Dataset excerpts
——————

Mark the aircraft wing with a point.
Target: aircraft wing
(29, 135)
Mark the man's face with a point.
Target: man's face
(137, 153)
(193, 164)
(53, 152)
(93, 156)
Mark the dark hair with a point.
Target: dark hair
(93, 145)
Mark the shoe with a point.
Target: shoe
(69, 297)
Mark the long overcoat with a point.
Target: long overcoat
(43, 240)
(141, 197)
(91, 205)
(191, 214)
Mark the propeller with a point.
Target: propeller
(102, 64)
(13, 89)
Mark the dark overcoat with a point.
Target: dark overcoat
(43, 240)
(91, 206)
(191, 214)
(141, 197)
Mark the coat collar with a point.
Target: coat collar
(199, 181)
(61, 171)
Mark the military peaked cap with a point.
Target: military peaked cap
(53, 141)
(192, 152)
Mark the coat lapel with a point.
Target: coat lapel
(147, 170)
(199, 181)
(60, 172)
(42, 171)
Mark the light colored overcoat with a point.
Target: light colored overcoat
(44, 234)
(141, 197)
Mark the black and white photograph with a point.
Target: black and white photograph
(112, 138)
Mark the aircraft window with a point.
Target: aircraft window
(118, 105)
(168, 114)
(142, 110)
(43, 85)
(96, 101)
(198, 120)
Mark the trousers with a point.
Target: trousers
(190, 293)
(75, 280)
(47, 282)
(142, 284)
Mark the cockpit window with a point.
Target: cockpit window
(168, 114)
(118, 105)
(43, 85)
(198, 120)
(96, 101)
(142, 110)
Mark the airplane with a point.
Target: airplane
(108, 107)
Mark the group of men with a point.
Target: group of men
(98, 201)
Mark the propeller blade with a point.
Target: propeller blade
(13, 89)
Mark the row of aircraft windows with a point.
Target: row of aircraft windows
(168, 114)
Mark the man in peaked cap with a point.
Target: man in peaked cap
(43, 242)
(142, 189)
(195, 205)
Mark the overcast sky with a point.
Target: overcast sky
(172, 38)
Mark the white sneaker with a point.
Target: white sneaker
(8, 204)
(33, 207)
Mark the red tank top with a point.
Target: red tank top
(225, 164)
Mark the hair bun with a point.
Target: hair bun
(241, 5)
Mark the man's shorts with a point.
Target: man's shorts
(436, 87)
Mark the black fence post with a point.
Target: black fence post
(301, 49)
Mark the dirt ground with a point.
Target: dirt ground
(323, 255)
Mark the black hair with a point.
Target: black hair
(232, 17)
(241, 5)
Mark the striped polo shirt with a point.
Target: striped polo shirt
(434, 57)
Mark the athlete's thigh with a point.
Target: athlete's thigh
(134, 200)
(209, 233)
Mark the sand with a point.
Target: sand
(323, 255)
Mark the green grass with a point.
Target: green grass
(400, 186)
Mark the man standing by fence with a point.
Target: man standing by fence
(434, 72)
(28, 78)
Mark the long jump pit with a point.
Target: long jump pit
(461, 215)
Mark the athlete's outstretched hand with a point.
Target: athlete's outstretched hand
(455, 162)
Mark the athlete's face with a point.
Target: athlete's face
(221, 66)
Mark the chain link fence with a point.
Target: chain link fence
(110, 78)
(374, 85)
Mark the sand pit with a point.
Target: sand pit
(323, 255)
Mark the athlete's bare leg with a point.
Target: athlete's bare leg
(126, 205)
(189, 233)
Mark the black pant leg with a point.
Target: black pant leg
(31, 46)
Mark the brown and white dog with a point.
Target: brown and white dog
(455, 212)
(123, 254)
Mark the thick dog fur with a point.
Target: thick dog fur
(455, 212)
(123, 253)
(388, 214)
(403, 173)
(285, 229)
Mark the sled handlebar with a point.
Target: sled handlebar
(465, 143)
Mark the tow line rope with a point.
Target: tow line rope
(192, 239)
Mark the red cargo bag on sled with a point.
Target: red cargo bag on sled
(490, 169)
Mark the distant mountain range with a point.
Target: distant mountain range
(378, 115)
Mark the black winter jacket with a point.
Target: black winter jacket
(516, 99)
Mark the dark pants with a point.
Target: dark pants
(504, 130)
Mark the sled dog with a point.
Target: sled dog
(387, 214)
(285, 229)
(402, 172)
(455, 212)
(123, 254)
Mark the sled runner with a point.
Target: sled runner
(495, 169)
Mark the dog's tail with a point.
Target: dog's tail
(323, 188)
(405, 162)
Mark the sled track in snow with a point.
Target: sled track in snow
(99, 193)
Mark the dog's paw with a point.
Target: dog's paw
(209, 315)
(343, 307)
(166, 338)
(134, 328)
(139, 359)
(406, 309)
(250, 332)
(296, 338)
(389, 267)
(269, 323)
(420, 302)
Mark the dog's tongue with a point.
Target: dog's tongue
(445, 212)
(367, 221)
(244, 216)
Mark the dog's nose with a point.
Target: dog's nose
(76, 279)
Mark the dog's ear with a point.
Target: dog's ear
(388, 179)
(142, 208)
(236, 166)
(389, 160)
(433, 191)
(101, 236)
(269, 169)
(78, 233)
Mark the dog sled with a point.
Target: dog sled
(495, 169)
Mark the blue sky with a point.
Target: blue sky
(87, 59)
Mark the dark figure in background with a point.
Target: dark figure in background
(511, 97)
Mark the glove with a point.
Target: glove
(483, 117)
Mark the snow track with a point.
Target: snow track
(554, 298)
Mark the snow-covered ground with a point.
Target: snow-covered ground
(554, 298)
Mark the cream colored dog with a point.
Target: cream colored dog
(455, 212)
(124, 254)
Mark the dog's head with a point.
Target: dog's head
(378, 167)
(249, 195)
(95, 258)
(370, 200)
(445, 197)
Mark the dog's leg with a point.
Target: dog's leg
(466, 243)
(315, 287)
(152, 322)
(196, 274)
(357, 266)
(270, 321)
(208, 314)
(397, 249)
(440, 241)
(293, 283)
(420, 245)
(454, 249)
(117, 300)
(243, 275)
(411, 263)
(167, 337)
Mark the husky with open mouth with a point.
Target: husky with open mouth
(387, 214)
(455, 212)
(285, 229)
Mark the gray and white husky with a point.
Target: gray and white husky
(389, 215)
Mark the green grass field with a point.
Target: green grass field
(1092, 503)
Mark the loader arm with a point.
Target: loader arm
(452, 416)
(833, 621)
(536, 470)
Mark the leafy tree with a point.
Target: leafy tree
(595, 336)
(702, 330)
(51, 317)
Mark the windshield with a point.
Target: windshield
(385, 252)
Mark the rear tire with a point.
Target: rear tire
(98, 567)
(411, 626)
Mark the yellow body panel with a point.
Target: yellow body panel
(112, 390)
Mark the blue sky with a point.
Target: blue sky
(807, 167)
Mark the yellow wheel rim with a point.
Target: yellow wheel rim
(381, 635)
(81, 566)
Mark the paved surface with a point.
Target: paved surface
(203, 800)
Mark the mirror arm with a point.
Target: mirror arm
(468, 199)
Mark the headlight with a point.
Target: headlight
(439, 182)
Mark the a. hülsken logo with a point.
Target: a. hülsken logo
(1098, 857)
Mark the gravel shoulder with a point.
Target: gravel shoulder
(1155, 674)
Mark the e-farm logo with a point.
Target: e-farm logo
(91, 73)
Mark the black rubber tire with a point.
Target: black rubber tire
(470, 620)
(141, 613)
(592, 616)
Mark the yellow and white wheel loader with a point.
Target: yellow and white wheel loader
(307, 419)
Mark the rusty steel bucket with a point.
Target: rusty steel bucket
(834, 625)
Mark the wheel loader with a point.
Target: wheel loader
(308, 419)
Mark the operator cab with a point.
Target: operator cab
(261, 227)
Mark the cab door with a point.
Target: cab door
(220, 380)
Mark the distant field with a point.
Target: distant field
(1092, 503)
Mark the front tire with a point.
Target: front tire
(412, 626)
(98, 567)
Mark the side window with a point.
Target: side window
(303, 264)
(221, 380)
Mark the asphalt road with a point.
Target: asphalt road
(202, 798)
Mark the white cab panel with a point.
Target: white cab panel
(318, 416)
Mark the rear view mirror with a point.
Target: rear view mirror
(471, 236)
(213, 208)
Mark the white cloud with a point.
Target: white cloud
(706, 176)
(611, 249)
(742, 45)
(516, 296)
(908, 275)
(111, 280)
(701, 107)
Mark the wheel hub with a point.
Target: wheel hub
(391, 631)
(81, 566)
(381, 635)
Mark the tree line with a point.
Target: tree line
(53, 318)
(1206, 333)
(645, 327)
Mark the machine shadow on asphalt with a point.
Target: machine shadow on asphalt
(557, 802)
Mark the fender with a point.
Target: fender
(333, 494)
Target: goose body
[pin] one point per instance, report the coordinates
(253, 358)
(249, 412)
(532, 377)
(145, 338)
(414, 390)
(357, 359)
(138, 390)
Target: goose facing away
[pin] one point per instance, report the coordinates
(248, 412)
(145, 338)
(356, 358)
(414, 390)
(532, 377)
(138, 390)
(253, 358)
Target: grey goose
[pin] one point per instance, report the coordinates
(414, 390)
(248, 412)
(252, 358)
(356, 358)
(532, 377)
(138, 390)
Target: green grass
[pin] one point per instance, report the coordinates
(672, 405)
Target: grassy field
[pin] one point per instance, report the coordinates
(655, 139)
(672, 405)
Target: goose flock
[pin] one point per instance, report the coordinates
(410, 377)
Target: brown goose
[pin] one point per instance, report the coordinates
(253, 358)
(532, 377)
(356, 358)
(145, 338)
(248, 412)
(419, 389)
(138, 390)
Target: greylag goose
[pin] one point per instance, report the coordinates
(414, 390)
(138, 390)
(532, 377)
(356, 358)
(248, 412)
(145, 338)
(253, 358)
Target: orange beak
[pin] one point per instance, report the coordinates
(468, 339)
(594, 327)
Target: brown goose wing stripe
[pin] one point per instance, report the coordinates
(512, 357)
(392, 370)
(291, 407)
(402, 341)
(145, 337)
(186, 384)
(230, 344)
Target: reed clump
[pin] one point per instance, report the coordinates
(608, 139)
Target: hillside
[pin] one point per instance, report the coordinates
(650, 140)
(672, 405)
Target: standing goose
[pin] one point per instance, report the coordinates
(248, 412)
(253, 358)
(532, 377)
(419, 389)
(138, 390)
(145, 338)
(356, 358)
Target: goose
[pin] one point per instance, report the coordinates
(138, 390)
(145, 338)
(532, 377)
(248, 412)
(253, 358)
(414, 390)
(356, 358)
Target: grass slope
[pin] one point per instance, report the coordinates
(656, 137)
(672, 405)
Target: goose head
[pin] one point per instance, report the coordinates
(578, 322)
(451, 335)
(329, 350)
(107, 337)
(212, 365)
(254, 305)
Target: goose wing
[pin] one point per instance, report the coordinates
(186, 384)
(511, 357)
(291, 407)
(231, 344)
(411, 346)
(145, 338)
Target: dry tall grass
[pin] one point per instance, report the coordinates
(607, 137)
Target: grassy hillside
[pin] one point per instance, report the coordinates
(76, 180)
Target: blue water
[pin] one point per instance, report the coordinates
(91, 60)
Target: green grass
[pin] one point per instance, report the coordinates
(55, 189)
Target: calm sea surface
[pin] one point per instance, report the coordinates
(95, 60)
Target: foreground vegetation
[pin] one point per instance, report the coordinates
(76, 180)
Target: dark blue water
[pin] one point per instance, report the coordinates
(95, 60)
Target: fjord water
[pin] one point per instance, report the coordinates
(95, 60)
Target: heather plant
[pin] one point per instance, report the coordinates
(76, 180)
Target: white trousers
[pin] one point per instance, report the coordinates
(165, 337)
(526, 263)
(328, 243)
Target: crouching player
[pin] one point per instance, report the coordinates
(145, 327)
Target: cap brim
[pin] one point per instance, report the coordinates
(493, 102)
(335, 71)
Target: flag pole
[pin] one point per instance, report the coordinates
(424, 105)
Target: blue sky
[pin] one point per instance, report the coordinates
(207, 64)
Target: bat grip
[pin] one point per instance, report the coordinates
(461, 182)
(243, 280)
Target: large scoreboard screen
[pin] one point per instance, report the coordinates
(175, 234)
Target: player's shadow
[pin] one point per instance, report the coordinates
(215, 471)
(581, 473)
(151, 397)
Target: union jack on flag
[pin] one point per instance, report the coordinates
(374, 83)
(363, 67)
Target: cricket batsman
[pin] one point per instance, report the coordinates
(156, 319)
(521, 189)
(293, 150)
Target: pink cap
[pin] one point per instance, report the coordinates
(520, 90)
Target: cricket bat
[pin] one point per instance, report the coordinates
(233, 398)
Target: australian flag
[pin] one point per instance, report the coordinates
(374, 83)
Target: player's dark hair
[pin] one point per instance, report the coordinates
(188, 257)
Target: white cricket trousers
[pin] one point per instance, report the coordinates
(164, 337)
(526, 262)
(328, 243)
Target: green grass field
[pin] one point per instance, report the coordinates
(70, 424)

——————

Activity »
Every line above that carries the string "cricket" should be copied.

Answer »
Target: cricket batsman
Target: cricket bat
Target: white cricket trousers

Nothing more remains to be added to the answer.